═══ INPUT RECORDS
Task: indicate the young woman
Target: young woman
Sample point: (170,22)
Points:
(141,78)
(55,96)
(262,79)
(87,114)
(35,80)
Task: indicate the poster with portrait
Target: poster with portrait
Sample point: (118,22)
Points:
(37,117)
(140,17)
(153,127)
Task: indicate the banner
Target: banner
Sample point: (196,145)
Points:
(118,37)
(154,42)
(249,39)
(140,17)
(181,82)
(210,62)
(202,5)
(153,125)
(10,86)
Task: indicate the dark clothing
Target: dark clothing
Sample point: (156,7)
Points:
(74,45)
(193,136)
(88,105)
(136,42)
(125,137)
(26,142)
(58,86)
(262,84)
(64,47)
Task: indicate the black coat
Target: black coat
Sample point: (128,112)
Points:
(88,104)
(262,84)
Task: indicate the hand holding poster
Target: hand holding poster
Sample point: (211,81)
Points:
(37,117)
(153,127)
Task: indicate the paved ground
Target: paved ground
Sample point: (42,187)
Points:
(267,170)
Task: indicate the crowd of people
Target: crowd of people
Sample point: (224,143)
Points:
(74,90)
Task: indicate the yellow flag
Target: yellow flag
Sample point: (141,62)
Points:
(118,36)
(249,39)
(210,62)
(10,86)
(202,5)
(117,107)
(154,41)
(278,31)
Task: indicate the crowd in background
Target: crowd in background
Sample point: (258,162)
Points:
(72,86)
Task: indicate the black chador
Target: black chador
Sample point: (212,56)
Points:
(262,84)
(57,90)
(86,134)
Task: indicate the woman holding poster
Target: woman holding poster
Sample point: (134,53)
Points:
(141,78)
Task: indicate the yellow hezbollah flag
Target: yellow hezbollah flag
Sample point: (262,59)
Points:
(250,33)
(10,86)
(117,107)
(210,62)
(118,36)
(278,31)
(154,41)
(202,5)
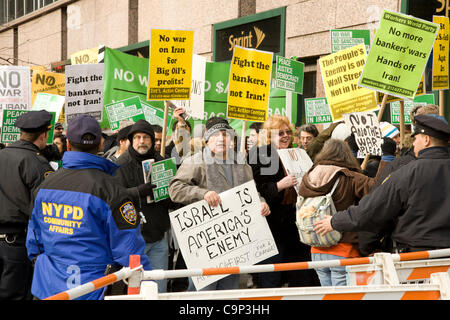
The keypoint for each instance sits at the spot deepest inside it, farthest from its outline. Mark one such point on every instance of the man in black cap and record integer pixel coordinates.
(22, 169)
(413, 201)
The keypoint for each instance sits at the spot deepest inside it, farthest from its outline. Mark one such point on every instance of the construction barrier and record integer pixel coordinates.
(136, 275)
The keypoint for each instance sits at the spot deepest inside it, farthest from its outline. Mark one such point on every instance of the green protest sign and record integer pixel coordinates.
(162, 172)
(422, 100)
(317, 111)
(343, 39)
(11, 133)
(398, 54)
(289, 75)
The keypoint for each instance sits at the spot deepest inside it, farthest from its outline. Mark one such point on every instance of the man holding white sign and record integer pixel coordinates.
(202, 177)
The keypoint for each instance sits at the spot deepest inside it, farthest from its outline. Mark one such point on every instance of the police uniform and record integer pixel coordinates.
(82, 221)
(22, 169)
(413, 201)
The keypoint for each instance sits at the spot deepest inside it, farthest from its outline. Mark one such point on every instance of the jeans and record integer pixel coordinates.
(158, 254)
(334, 276)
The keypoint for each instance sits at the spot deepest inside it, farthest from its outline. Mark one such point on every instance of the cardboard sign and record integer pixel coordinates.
(170, 66)
(50, 102)
(441, 54)
(11, 133)
(84, 90)
(162, 172)
(289, 75)
(367, 132)
(15, 88)
(249, 85)
(344, 39)
(317, 111)
(195, 107)
(408, 105)
(340, 74)
(398, 55)
(231, 234)
(295, 161)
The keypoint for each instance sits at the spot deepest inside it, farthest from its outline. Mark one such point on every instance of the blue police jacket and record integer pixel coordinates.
(82, 221)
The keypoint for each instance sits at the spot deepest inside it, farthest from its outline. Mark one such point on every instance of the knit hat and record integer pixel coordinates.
(341, 132)
(388, 130)
(214, 125)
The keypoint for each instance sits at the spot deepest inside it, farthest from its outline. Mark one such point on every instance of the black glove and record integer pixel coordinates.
(146, 189)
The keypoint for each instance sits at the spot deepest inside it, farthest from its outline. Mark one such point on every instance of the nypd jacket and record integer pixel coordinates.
(22, 169)
(413, 202)
(81, 222)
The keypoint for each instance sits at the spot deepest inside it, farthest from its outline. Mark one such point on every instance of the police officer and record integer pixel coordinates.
(82, 221)
(413, 201)
(22, 169)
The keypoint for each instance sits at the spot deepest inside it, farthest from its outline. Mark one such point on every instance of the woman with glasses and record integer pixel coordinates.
(277, 189)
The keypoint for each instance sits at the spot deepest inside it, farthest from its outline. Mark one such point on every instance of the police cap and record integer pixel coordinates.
(432, 125)
(34, 121)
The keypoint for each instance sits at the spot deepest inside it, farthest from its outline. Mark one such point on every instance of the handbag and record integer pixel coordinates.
(312, 209)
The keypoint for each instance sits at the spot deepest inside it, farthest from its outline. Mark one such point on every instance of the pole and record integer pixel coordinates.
(164, 133)
(380, 115)
(402, 122)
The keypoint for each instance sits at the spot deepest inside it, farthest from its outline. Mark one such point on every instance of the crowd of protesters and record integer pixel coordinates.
(213, 163)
══════
**EXERCISE DETAILS**. Every entry above is to be set down exactly; the pictures are to be left out.

**TASK OUTPUT**.
Task: indicate the young woman
Target: young woman
Sample point: (170,22)
Points:
(141,78)
(55,96)
(262,79)
(87,114)
(35,80)
Task: indicate the poster with portrait
Target: poster with portrait
Sample point: (118,22)
Points:
(37,117)
(140,17)
(153,127)
Task: indicate the banner
Target: banner
Sample point: (196,145)
Points:
(118,37)
(154,42)
(249,39)
(140,17)
(181,82)
(210,62)
(202,5)
(153,125)
(10,86)
Task: indicate the dark clothing
Target: dark clothing
Sample point: (156,7)
Points:
(74,45)
(193,136)
(88,105)
(136,42)
(125,137)
(26,142)
(58,86)
(262,84)
(64,47)
Task: indicate the black coat
Target: black coat
Sample point: (128,112)
Points:
(88,104)
(262,84)
Task: indicate the hand holding poster
Target: hand holding poster
Sample point: (211,81)
Points:
(37,117)
(153,127)
Task: indicate the paved ground
Target: paved ground
Sample point: (42,187)
Points:
(267,170)
Task: indicate the crowd of people
Target: crowd of people
Sample point: (224,143)
Points:
(74,90)
Task: indicate the yellow flag
Target: yellow flag
Sample point: (141,62)
Points:
(118,36)
(249,39)
(210,62)
(10,86)
(202,5)
(117,107)
(154,41)
(278,31)
Task: indicate the crowd in background
Target: crowd in background
Sample point: (258,162)
Points:
(72,86)
Task: indicate the black chador
Target: black chador
Sample point: (212,56)
Points:
(262,84)
(57,90)
(86,134)
Task: indicate the woman holding poster
Target: woman holding poster
Sample point: (134,53)
Points:
(141,78)
Task: indicate the yellow hezbollah flag
Target: yellow hezbollah flag
Sample point: (262,59)
Points:
(250,33)
(10,86)
(117,107)
(210,62)
(118,36)
(278,31)
(154,41)
(202,5)
The keypoint for each instance sits at the spot deepest inside it, farthest from its outline. Mark one such point on every instance of the man in black cap and record integer pixel coordinates.
(22, 169)
(413, 201)
The keypoint for each instance sits at the spot deepest inside it, farthest from its outline. Mark one such point on every instance of the construction barrier and record integer pixel coordinates.
(136, 275)
The keypoint for each instance sits at the spot deepest inside it, farthest from its outline. Mark one such point on every instance of the green protest sign and record integer pixel coordinates.
(162, 172)
(422, 100)
(317, 111)
(343, 39)
(11, 133)
(398, 54)
(289, 75)
The keypoint for each instance sits at the spot deepest inside it, farthest from its outline. Mark one such point on every instance of the man holding white sign and record integer pixel coordinates.
(202, 177)
The keypoint for each instance sits at the spot deepest inside it, farthest from its outline. Mark one such point on every instance of the police uniform and record integer pixel coordinates.
(82, 221)
(22, 169)
(413, 201)
The keypoint for each instance sits at the spot deepest inside it, farthest from its outline. Mark one such point on every instance of the jeans and record integer pixel coordinates.
(158, 254)
(334, 276)
The keypoint for each instance sits at the spot deepest inside it, farthest from its outline. Mark one such point on every instance of the cardboard sign and record integer pixel coordinates.
(170, 66)
(50, 102)
(441, 54)
(11, 133)
(84, 90)
(162, 172)
(289, 75)
(367, 132)
(15, 88)
(249, 85)
(344, 39)
(317, 111)
(195, 107)
(408, 105)
(340, 74)
(398, 55)
(231, 234)
(295, 161)
The keypoint for each instance sits at the spot deepest inside it, farthest from its outline. Mark one such point on every instance of the blue police jacket and record integer pixel coordinates.
(82, 221)
The keypoint for each instance sits at the spot deepest inside it, farthest from its outline. Mark one such point on every instance of the knit hat and record integer pixel coordinates.
(341, 132)
(388, 130)
(214, 125)
The keypoint for each instance sits at the spot deepest inside it, farthest from its outline. Mark one such point on every instance of the black glove and record integer pixel coordinates.
(146, 189)
The keypoint for each instance sits at the spot deepest inside it, farthest from its outline. Mark one such point on every instance of the nypd jacket and record integer pixel coordinates.
(22, 169)
(413, 202)
(81, 222)
The keypoint for each instance sits at the spot deepest inside it, farthest from its outline. Mark one such point on every instance of the police officer and record integer pixel coordinates.
(82, 221)
(413, 201)
(22, 169)
The keypoint for each instance sits at the spot deepest inside it, farthest from its outline. Mark one such point on every instance of the woman with glasses and record integer pixel coordinates.
(277, 189)
The keypoint for each instance sits at the spot deepest inside it, farthest from its outline. Mark one such point on every instance of the police cap and record integer pixel coordinates.
(432, 125)
(34, 121)
The keypoint for each instance sits at the spot deepest inside it, farthest from its outline. Mark one such point on every instance of the handbag and record integer pixel coordinates.
(312, 209)
The keypoint for each instance sits at the spot deepest inside it, farthest from its outline. Mark one such point on every instance of the pole and record integer pixel coordinates.
(164, 133)
(380, 115)
(402, 122)
The keypoint for each instance sits at the spot deepest inside it, farthest from its outline. Mark one such point on every instance of the crowd of protesters and record integer pixel coordinates.
(213, 163)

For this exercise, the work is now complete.